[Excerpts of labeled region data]
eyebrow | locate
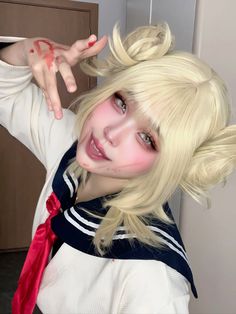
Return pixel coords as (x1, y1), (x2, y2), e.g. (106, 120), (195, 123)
(117, 90), (160, 137)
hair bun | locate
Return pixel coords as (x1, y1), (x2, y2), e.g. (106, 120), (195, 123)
(81, 23), (173, 76)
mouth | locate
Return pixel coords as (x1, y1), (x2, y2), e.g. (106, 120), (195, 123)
(86, 134), (110, 160)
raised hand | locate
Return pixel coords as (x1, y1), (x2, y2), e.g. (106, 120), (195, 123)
(24, 35), (107, 119)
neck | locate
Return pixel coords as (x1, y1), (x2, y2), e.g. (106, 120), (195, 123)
(76, 173), (127, 202)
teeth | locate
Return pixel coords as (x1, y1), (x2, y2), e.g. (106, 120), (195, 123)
(92, 140), (102, 156)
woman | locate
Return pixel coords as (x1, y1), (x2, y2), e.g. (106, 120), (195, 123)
(0, 25), (236, 313)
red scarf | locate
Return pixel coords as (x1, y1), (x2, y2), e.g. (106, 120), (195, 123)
(12, 192), (61, 314)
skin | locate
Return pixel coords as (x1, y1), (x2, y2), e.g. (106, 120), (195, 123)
(76, 94), (159, 199)
(0, 35), (158, 200)
(0, 34), (107, 119)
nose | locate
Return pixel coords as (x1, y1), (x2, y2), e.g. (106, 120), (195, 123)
(104, 121), (133, 146)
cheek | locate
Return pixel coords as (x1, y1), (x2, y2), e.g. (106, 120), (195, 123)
(127, 152), (156, 171)
(116, 146), (157, 174)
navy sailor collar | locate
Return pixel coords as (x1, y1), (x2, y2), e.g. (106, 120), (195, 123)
(51, 141), (197, 298)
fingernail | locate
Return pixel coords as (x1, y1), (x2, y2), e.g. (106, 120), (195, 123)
(55, 111), (62, 119)
(88, 40), (96, 47)
(68, 84), (76, 92)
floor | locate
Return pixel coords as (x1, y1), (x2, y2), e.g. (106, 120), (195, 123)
(0, 251), (42, 314)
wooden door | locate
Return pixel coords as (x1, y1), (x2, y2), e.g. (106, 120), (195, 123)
(0, 0), (98, 250)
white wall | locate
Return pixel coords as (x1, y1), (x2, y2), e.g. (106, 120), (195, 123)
(127, 0), (196, 52)
(126, 0), (196, 225)
(75, 0), (126, 56)
(180, 0), (236, 314)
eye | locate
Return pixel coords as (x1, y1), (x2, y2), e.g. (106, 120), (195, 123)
(114, 93), (126, 113)
(139, 132), (157, 150)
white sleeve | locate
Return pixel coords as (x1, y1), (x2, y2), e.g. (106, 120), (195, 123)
(119, 261), (190, 314)
(0, 60), (75, 169)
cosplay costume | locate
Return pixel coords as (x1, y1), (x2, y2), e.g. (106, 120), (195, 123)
(0, 61), (197, 314)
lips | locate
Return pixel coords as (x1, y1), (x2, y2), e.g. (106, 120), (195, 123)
(86, 134), (110, 160)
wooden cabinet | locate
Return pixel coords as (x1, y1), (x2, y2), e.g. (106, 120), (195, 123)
(0, 0), (98, 250)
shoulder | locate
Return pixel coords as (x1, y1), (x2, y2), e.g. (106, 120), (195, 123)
(118, 260), (189, 314)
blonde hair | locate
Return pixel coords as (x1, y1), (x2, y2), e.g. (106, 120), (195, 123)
(68, 24), (236, 254)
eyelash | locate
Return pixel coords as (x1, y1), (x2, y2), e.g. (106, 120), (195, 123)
(114, 93), (127, 114)
(114, 93), (157, 150)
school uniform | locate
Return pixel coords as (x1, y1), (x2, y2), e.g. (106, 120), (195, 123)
(0, 61), (197, 314)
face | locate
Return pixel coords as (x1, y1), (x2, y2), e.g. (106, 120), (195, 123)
(76, 92), (158, 179)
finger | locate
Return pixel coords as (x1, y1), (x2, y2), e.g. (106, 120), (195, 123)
(43, 90), (53, 111)
(56, 56), (77, 93)
(82, 36), (107, 58)
(63, 35), (107, 65)
(44, 71), (62, 119)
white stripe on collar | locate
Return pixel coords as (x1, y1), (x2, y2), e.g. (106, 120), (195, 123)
(64, 207), (189, 264)
(63, 172), (75, 197)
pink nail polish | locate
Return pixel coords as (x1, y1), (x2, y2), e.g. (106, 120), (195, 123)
(88, 40), (96, 47)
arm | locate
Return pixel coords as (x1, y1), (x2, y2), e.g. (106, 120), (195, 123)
(0, 38), (106, 168)
(119, 261), (189, 314)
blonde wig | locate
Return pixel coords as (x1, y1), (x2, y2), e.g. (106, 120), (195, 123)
(68, 24), (236, 254)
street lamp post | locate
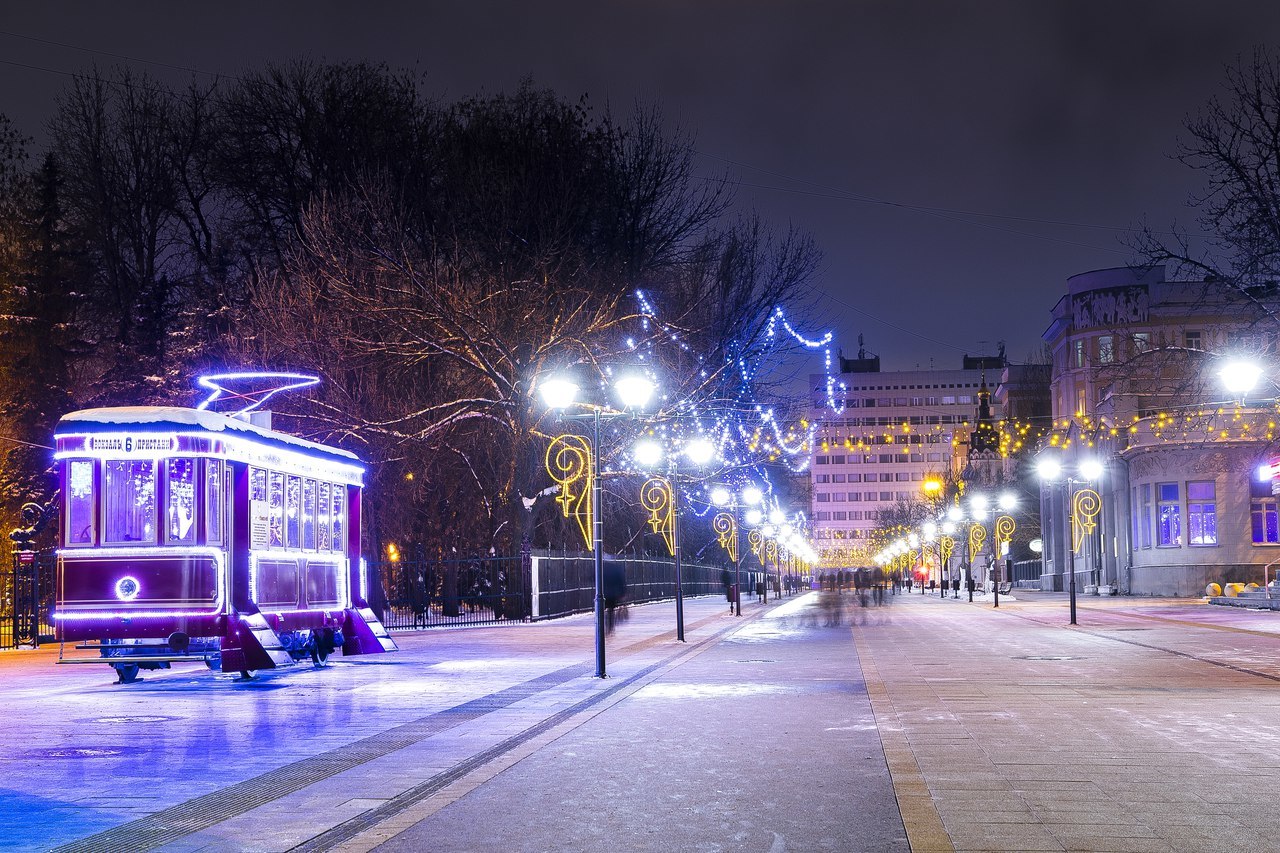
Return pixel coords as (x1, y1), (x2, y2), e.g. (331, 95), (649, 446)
(1036, 457), (1103, 625)
(635, 438), (716, 643)
(712, 485), (764, 616)
(538, 375), (654, 679)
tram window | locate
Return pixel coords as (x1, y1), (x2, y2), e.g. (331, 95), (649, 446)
(284, 476), (302, 548)
(302, 480), (316, 551)
(102, 459), (156, 544)
(316, 483), (333, 551)
(165, 459), (196, 544)
(248, 467), (271, 548)
(205, 459), (223, 544)
(67, 459), (95, 546)
(333, 485), (347, 551)
(268, 471), (284, 548)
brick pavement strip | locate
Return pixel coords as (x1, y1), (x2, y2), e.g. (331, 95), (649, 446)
(855, 597), (1280, 853)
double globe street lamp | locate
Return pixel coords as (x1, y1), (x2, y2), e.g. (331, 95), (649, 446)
(538, 374), (655, 679)
(710, 485), (764, 616)
(1036, 456), (1106, 625)
(631, 437), (716, 643)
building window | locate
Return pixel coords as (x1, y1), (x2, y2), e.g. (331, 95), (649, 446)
(1187, 480), (1217, 546)
(1249, 478), (1280, 544)
(1156, 483), (1183, 548)
(1138, 483), (1151, 548)
(102, 459), (156, 544)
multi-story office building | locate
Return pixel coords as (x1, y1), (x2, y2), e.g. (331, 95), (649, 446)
(809, 353), (1004, 567)
(1041, 266), (1280, 596)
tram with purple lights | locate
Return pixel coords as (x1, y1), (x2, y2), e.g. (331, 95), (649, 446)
(54, 406), (396, 683)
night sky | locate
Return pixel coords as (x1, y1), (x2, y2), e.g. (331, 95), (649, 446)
(0, 0), (1280, 369)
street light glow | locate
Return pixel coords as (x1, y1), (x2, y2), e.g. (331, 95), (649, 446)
(1217, 359), (1262, 397)
(1036, 457), (1062, 480)
(613, 374), (654, 409)
(1080, 459), (1102, 480)
(631, 439), (662, 467)
(538, 377), (579, 409)
(685, 438), (716, 465)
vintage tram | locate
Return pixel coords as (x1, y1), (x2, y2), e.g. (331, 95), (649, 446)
(54, 406), (396, 683)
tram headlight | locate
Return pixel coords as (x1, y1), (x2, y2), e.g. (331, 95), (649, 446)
(115, 575), (142, 601)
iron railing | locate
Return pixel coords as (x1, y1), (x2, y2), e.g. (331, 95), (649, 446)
(0, 551), (58, 649)
(369, 552), (755, 630)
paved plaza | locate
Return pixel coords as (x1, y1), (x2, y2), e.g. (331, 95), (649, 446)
(0, 592), (1280, 853)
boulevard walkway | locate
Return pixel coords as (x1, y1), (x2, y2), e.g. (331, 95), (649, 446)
(0, 584), (1280, 853)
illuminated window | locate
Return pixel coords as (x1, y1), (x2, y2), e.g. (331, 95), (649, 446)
(333, 485), (347, 551)
(1249, 478), (1280, 544)
(1156, 483), (1183, 548)
(165, 459), (196, 544)
(316, 483), (333, 551)
(1187, 480), (1217, 546)
(1138, 483), (1152, 548)
(67, 459), (96, 547)
(205, 459), (224, 544)
(302, 480), (316, 551)
(284, 476), (302, 548)
(102, 459), (156, 544)
(248, 467), (271, 548)
(266, 471), (284, 548)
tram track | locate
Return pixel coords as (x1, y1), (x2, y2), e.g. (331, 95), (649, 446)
(54, 613), (758, 853)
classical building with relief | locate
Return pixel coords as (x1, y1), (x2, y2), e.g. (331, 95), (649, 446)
(1041, 266), (1280, 596)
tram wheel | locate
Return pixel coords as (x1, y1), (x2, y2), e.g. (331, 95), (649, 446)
(311, 647), (329, 670)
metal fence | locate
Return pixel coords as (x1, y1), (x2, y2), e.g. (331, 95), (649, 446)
(0, 551), (56, 648)
(369, 552), (750, 630)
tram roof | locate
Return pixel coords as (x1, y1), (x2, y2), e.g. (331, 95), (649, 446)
(55, 406), (360, 462)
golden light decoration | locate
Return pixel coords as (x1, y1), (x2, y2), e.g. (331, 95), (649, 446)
(712, 512), (737, 562)
(1071, 489), (1102, 553)
(969, 524), (987, 562)
(547, 435), (594, 548)
(996, 515), (1018, 552)
(640, 476), (676, 555)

# WHAT YOU NEED TO DO:
Reproduce every line starting at the one containing "hair bun | locate" and ending at the one containing "(51, 141), (197, 298)", adding -101 to each coordinate in the answers and leaving everything else unchanged.

# SOLUTION:
hair bun | locate
Return pixel coords as (x1, y1), (x2, y2), e.g. (106, 120), (195, 123)
(-20, -78), (72, -25)
mouth | locate
Return pixel coords as (x1, y1), (x2, y2), e.g. (106, 120), (195, 123)
(-15, 33), (9, 59)
raised hand | locate
Return pixel coords as (x1, y1), (x2, y2), e.g. (106, 120), (195, 123)
(-77, -66), (6, 18)
neck | locate
Return pixel coords as (x1, y1), (x2, y2), e.g. (106, 120), (195, 123)
(-25, 72), (26, 101)
teeth | locate
Return pixel coords as (x1, y1), (x2, y2), e.g. (106, 120), (195, 123)
(-9, 39), (1, 55)
woman | locate
Return pixel coords as (x1, y1), (x2, y2), e.g. (106, 120), (195, 123)
(-101, -76), (135, 212)
red scarf | locate
Return pixel coords as (x1, y1), (x2, y2), e.g. (106, 120), (195, 123)
(-89, 91), (-40, 213)
skin | locate
Return pixel coords as (x1, y1), (x2, y2), e.g. (106, 120), (195, 123)
(-25, -7), (58, 98)
(-101, -66), (57, 99)
(-101, -67), (6, 18)
nose | locate
Return pixel coords as (x1, y1), (x2, y2), e.g. (106, 120), (195, 123)
(3, 20), (32, 45)
cheek | locate
Return pixel coords as (x1, y1), (x2, y2), e.g. (106, 120), (195, 123)
(26, 51), (55, 70)
(15, 45), (56, 73)
navy sailor collar | locate
Return pixel coords as (x1, y1), (x2, y2), e.g. (106, 120), (195, 123)
(-50, 40), (96, 197)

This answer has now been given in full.